TASK DIRECTIONS:
Extract each line of the material below verbatim, omitting the pictures.

MATERIALS PROVIDED:
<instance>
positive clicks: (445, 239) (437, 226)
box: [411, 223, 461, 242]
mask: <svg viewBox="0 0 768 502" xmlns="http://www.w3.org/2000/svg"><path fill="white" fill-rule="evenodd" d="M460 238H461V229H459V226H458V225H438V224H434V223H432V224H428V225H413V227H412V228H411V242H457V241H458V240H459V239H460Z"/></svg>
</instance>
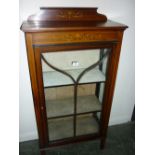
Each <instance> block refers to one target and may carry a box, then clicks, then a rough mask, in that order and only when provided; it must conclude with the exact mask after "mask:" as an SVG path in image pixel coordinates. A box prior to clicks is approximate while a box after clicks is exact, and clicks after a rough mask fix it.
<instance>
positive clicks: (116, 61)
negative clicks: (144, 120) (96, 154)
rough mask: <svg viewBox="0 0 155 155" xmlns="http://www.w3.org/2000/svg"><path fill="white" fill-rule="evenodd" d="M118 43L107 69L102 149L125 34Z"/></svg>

ANSWER TO THIS EXERCISE:
<instance>
positive clicks: (445, 239) (437, 226)
box: [411, 223, 461, 242]
mask: <svg viewBox="0 0 768 502" xmlns="http://www.w3.org/2000/svg"><path fill="white" fill-rule="evenodd" d="M460 238H461V229H459V226H458V225H438V224H434V223H432V224H428V225H413V227H412V228H411V242H457V241H458V240H459V239H460Z"/></svg>
</instance>
Each <instance> block refers to one target and may carry a box, then clicks, then a rough mask, in that order and only when provided; it must conclude with the exact mask after "mask:" as an SVG path in image pixel coordinates. A box prior to clicks is approximate while a box after clicks is exact, and clicks after a rough mask fix it.
<instance>
positive clicks: (116, 61)
negative clicks: (144, 120) (96, 154)
rough mask: <svg viewBox="0 0 155 155" xmlns="http://www.w3.org/2000/svg"><path fill="white" fill-rule="evenodd" d="M118 43L107 69L102 149L125 34Z"/></svg>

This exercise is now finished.